### [Exercise details]
Your response should be the lines from the one holding "Prompt: white spire lighting" to the last line of the data below, copied exactly and with no additions.

Annotated photo localization data:
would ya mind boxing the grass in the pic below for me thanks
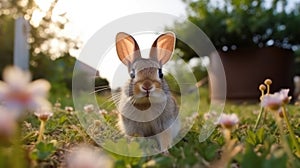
[1,87,300,167]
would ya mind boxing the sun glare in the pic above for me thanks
[34,0,53,11]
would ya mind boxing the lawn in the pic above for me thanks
[0,68,300,167]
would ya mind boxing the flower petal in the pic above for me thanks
[3,66,31,90]
[27,79,51,98]
[261,94,282,110]
[217,113,239,129]
[28,97,52,111]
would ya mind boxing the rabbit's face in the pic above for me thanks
[115,32,175,104]
[126,59,164,102]
[134,68,160,96]
[133,68,164,99]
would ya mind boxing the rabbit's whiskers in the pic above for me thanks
[90,85,110,94]
[97,92,121,108]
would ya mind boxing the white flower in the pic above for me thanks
[66,145,113,168]
[34,107,53,121]
[203,111,218,121]
[217,113,239,129]
[83,104,95,113]
[0,66,51,113]
[261,94,282,110]
[277,89,291,104]
[54,102,61,108]
[99,109,108,115]
[65,106,74,112]
[261,89,291,110]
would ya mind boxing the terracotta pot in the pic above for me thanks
[209,47,295,102]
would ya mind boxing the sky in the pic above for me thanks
[46,0,188,87]
[33,0,188,87]
[60,0,187,42]
[33,0,300,87]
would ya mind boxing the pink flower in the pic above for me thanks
[261,89,291,110]
[277,89,291,104]
[217,113,239,129]
[65,106,74,112]
[99,109,108,115]
[66,145,113,168]
[261,94,282,110]
[0,66,51,113]
[54,102,61,108]
[83,104,95,113]
[34,107,53,121]
[203,111,218,120]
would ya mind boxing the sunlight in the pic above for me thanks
[30,0,51,27]
[34,0,53,11]
[30,0,187,84]
[30,9,45,27]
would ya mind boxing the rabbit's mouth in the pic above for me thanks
[145,90,150,97]
[132,97,151,110]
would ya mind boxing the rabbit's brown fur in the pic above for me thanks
[115,32,180,152]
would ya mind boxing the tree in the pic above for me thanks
[174,0,300,60]
[0,0,80,66]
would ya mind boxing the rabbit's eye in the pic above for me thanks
[158,69,163,78]
[130,69,135,79]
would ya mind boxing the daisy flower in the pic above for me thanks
[261,89,291,111]
[34,107,53,121]
[83,104,95,113]
[66,145,113,168]
[65,106,74,112]
[217,113,239,129]
[0,66,51,114]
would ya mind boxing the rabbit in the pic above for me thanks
[115,32,180,152]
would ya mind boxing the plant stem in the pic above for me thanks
[254,106,264,131]
[12,125,27,168]
[37,120,46,143]
[281,105,300,157]
[274,113,294,166]
[223,129,231,143]
[266,85,270,95]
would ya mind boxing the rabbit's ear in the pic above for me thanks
[150,32,176,65]
[116,32,141,66]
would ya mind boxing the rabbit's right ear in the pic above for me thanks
[116,32,141,66]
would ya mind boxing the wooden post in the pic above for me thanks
[14,16,30,70]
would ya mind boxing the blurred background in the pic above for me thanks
[1,0,300,103]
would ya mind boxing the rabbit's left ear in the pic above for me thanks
[150,32,176,65]
[116,32,141,66]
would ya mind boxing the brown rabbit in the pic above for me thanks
[115,32,180,152]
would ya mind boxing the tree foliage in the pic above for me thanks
[0,0,111,95]
[0,0,80,59]
[174,0,300,60]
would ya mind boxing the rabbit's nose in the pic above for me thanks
[142,86,153,91]
[142,80,153,91]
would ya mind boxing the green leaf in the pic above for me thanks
[204,143,220,161]
[256,127,265,144]
[263,154,287,168]
[59,115,68,124]
[245,130,257,145]
[31,142,56,161]
[240,146,263,168]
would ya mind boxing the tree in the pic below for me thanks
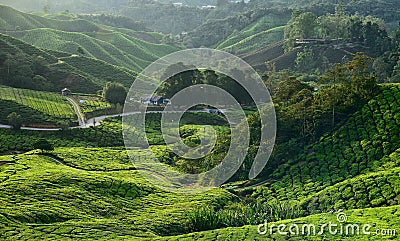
[7,112,22,130]
[34,139,54,153]
[274,77,311,105]
[295,47,315,72]
[103,82,127,105]
[318,5,350,39]
[347,52,377,101]
[392,23,400,51]
[320,63,347,127]
[160,63,199,98]
[284,12,318,49]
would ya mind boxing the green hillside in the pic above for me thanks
[0,5,99,32]
[1,84,399,239]
[1,3,400,241]
[245,44,362,73]
[220,26,285,55]
[216,12,289,50]
[0,33,146,93]
[0,86,76,126]
[249,85,400,204]
[184,8,291,48]
[0,5,181,72]
[11,28,172,72]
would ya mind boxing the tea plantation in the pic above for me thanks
[0,85,399,240]
[0,3,399,240]
[0,86,76,125]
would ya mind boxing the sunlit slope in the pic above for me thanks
[216,13,289,51]
[220,26,285,55]
[0,153,234,240]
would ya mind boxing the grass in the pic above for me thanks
[0,85,76,125]
[253,85,400,202]
[51,147,134,171]
[300,165,400,214]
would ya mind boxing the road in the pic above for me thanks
[0,108,228,131]
[65,97,86,126]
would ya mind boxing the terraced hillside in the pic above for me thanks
[0,33,142,93]
[11,29,179,72]
[0,84,399,240]
[219,26,285,55]
[160,84,400,240]
[184,8,291,48]
[243,44,359,73]
[0,4,399,240]
[0,86,76,126]
[0,5,181,72]
[0,5,99,32]
[245,85,400,205]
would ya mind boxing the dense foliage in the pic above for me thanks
[102,82,127,105]
[284,10,391,56]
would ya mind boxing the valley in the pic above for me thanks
[0,0,399,240]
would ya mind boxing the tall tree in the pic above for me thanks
[320,63,347,127]
[347,53,377,101]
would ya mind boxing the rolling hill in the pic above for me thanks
[0,84,399,239]
[0,3,399,241]
[0,5,181,72]
[184,8,291,48]
[220,26,285,55]
[0,5,99,32]
[0,33,140,93]
[0,86,77,127]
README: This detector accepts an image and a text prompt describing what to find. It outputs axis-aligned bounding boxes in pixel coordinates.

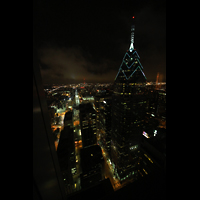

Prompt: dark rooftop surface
[80,145,103,173]
[68,178,114,200]
[79,103,95,112]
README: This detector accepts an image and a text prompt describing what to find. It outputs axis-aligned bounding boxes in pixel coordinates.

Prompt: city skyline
[42,80,166,193]
[33,1,166,197]
[33,0,166,84]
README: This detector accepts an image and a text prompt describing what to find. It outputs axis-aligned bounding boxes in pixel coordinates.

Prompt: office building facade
[95,93,112,158]
[111,17,148,182]
[79,103,97,148]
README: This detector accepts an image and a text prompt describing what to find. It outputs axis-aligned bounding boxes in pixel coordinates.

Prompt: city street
[101,151,122,191]
[71,89,134,192]
[72,142,82,191]
[72,90,83,191]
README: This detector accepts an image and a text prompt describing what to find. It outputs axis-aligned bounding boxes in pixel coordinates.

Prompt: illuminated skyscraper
[75,88,80,106]
[111,17,147,182]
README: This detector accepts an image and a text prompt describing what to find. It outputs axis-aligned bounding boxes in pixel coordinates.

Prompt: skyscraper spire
[114,16,146,82]
[129,16,135,52]
[111,16,147,183]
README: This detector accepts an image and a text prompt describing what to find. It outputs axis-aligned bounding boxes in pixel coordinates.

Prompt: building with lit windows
[111,17,148,182]
[79,103,97,148]
[80,145,104,189]
[95,91,112,158]
[57,126,75,194]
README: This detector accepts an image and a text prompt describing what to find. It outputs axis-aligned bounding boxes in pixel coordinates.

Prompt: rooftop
[80,145,103,173]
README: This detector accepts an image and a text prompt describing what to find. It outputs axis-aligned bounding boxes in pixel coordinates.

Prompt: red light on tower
[132,16,135,19]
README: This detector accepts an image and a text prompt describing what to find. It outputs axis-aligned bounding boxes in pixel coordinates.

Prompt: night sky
[33,0,166,84]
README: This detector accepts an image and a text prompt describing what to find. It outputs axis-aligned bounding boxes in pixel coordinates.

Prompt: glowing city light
[143,131,150,138]
[154,130,157,136]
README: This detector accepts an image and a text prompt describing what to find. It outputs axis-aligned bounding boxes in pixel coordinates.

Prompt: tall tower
[129,16,135,52]
[111,16,147,182]
[75,88,80,106]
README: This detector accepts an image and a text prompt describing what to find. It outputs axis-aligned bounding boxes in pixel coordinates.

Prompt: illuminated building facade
[111,17,148,182]
[75,88,80,106]
[79,103,97,148]
[95,93,112,157]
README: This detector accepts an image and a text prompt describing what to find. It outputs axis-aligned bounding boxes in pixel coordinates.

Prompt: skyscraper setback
[111,17,147,182]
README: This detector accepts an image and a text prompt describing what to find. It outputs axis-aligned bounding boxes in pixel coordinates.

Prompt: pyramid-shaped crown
[115,49,147,82]
[114,17,147,83]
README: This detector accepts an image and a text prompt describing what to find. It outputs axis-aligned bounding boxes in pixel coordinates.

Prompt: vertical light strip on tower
[129,16,135,52]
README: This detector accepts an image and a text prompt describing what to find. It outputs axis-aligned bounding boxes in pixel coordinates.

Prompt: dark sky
[33,0,166,84]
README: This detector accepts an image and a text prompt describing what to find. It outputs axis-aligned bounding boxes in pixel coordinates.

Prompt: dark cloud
[40,62,51,70]
[38,46,118,84]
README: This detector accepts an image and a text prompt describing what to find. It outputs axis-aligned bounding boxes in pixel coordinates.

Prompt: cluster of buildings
[44,16,166,196]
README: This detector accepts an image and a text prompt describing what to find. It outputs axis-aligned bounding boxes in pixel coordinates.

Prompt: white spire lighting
[129,16,135,52]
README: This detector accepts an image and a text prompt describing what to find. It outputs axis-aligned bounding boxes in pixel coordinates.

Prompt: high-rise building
[79,103,97,148]
[111,17,148,182]
[75,88,80,106]
[95,92,112,158]
[57,126,75,194]
[80,145,104,189]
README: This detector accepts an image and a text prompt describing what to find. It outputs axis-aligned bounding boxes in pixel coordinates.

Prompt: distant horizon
[42,80,166,86]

### [Completed exercise]
Prompt: white spire lighting
[129,16,135,52]
README: This detector accepts an image and a text prompt describing what to find. It outputs axis-aligned bounding boxes in pixel coordinates.

Prompt: high-rise building
[79,103,97,148]
[111,17,148,182]
[75,88,80,106]
[95,92,112,158]
[57,126,75,194]
[80,145,104,189]
README: This detector accepts an image and a text prompt describing what to find. It outputs axis-aligned bounding boxes in pixel coordinates.

Prompt: distant horizon
[42,80,166,86]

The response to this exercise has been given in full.